Write out everything from "On Sat, Dec" down to "works just fine." in the dot product thread below, putting "linear algebra textbook" in place of "calculus book".

Supplied passage »
#####

On Sat, Dec 19, 2009 at 9:45 AM, Wayne Watson
<sierra_mtnv...@sbcglobal.net>wrote:

>
>
> Dag Sverre Seljebotn wrote:
> > Wayne Watson wrote:
> >
> >> I'm trying to compute the angle between two vectors in three dimensional
> >> space. For that, I need to use the "scalar (dot) product" , according to
> >> a calculus book (quoting the book) I'm holding in my hands right now.
> >> I've used dot() successfully to produce the necessary angle. My program
> >> works just fine.
> >>
> >> In the case of the dot(function), one must use np.dev(x.T,x), where x is
> >> 1x3.
> >>
> >> I'm not quite sure what your point is about dot()* unless you are
> >> thinking in some non-Euclidean fashion. One can form np.dot(a,b) with a
> >> and b arrays of 3x4 and 4x2 shape to arrive at a 3x2 array. That's
> >> definitely not a scalar. Is there a need for this sort of calculation in
> >> non-Euclidean geometry, which I have never dealt with?

#####

Extracted material »
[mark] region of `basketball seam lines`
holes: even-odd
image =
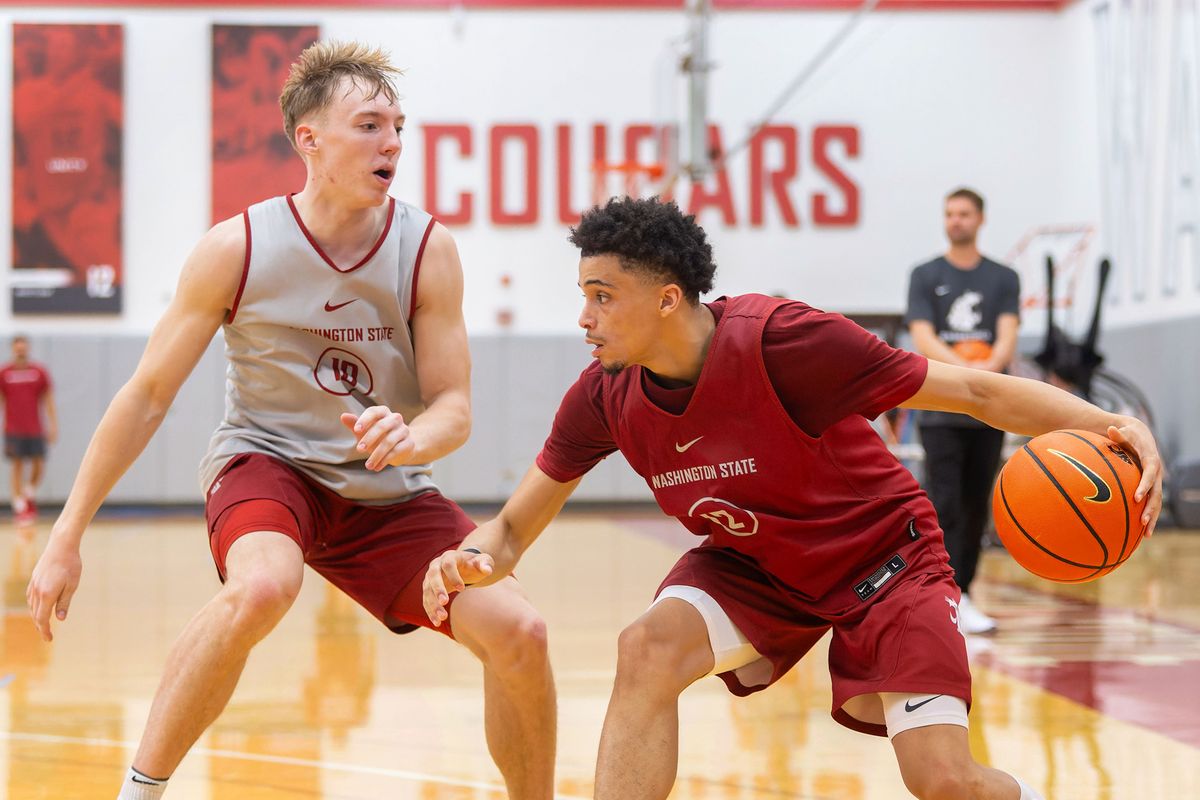
[[[1033,463],[1038,465],[1038,469],[1040,469],[1045,474],[1046,480],[1049,480],[1050,483],[1052,483],[1054,487],[1056,489],[1058,489],[1058,494],[1061,494],[1062,499],[1067,501],[1067,505],[1070,506],[1070,510],[1075,512],[1075,516],[1079,517],[1079,521],[1084,523],[1084,528],[1086,528],[1087,533],[1090,533],[1092,535],[1092,539],[1096,540],[1096,543],[1100,546],[1100,552],[1104,554],[1104,558],[1102,560],[1103,566],[1100,566],[1100,567],[1092,567],[1092,569],[1096,569],[1097,573],[1099,573],[1102,570],[1108,569],[1108,565],[1109,565],[1109,546],[1108,546],[1108,542],[1105,542],[1100,537],[1100,535],[1096,533],[1096,529],[1092,528],[1092,523],[1087,519],[1087,517],[1084,516],[1084,512],[1079,510],[1079,506],[1075,505],[1075,501],[1070,498],[1070,494],[1068,494],[1067,489],[1064,489],[1063,486],[1062,486],[1062,483],[1058,482],[1058,479],[1055,477],[1055,475],[1050,470],[1050,468],[1045,465],[1045,462],[1043,462],[1040,458],[1038,458],[1038,455],[1036,452],[1033,452],[1033,449],[1030,447],[1028,445],[1025,445],[1024,449],[1025,449],[1025,452],[1027,452],[1030,455],[1030,458],[1033,459]],[[1082,565],[1080,565],[1080,566],[1082,566]]]
[[[1003,475],[1001,475],[1001,477],[1000,477],[1000,499],[1004,504],[1004,511],[1008,512],[1008,518],[1013,521],[1013,524],[1016,525],[1016,529],[1019,531],[1021,531],[1021,535],[1025,536],[1025,539],[1030,540],[1031,545],[1033,545],[1036,548],[1038,548],[1039,551],[1042,551],[1043,553],[1045,553],[1046,555],[1049,555],[1050,558],[1052,558],[1052,559],[1055,559],[1057,561],[1062,561],[1063,564],[1069,564],[1070,566],[1078,566],[1081,570],[1093,570],[1093,573],[1091,576],[1086,577],[1086,578],[1072,578],[1069,581],[1061,581],[1058,578],[1055,578],[1060,583],[1084,583],[1086,581],[1091,581],[1092,578],[1094,578],[1097,572],[1100,572],[1102,570],[1108,569],[1108,567],[1103,567],[1103,566],[1099,567],[1099,569],[1097,569],[1097,566],[1094,564],[1080,564],[1079,561],[1072,561],[1068,558],[1058,555],[1054,551],[1046,549],[1044,545],[1042,545],[1038,540],[1033,539],[1033,536],[1030,535],[1030,531],[1025,530],[1025,527],[1021,525],[1020,522],[1018,522],[1016,515],[1013,513],[1013,507],[1010,505],[1008,505],[1008,493],[1004,492],[1004,476]]]
[[[1124,493],[1124,483],[1121,482],[1121,476],[1117,475],[1117,470],[1112,467],[1112,463],[1109,461],[1109,457],[1105,456],[1100,451],[1100,449],[1096,446],[1096,444],[1093,441],[1088,441],[1085,437],[1081,437],[1078,433],[1072,433],[1070,431],[1066,431],[1064,433],[1067,435],[1069,435],[1069,437],[1075,437],[1076,439],[1079,439],[1080,441],[1082,441],[1084,444],[1086,444],[1088,447],[1091,447],[1092,450],[1094,450],[1096,455],[1099,456],[1100,461],[1104,462],[1104,465],[1109,468],[1110,473],[1112,473],[1112,480],[1115,480],[1117,482],[1117,489],[1120,489],[1120,494],[1121,494],[1121,505],[1124,506],[1124,511],[1126,511],[1126,515],[1124,515],[1126,531],[1124,531],[1124,537],[1121,540],[1121,552],[1117,553],[1117,563],[1120,564],[1120,563],[1123,561],[1123,559],[1124,559],[1124,549],[1129,545],[1129,499],[1126,497],[1126,493]],[[1130,553],[1130,555],[1133,555],[1133,554]]]

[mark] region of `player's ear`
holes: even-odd
[[[659,314],[666,317],[674,312],[684,301],[683,289],[677,283],[668,283],[659,293]]]
[[[307,125],[298,125],[293,144],[300,155],[311,156],[317,152],[317,132]]]

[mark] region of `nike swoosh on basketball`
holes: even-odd
[[[913,711],[916,711],[917,709],[919,709],[919,708],[920,708],[922,705],[924,705],[925,703],[932,703],[932,702],[934,702],[934,700],[936,700],[936,699],[937,699],[938,697],[941,697],[941,694],[934,694],[934,696],[932,696],[931,698],[929,698],[929,699],[926,699],[926,700],[922,700],[920,703],[913,703],[913,702],[911,702],[911,700],[905,700],[905,702],[904,702],[904,710],[905,710],[905,711],[908,711],[910,714],[912,714]]]
[[[1058,456],[1058,458],[1062,458],[1064,462],[1078,469],[1084,477],[1092,482],[1092,486],[1096,487],[1096,494],[1090,498],[1084,498],[1085,500],[1090,500],[1091,503],[1108,503],[1112,499],[1112,489],[1109,488],[1109,485],[1104,482],[1104,479],[1097,475],[1091,467],[1082,463],[1074,456],[1068,456],[1062,451],[1054,450],[1051,447],[1046,447],[1046,451],[1052,452],[1055,456]]]

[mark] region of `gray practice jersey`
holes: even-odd
[[[238,453],[275,456],[349,500],[388,503],[436,488],[427,464],[364,468],[343,413],[424,410],[409,329],[432,217],[390,200],[367,255],[335,265],[289,197],[245,212],[242,287],[223,326],[226,413],[200,462],[208,491]]]

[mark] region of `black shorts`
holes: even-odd
[[[44,458],[46,439],[42,437],[14,437],[5,434],[4,455],[10,459]]]

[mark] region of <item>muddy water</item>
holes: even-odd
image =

#####

Full output »
On Sat, Dec 19, 2009 at 9:45 AM, Wayne Watson
<sierra_mtnv...@sbcglobal.net>wrote:

>
>
> Dag Sverre Seljebotn wrote:
> > Wayne Watson wrote:
> >
> >> I'm trying to compute the angle between two vectors in three dimensional
> >> space. For that, I need to use the "scalar (dot) product" , according to
> >> a linear algebra textbook (quoting the book) I'm holding in my hands right now.
> >> I've used dot() successfully to produce the necessary angle. My program
> >> works just fine.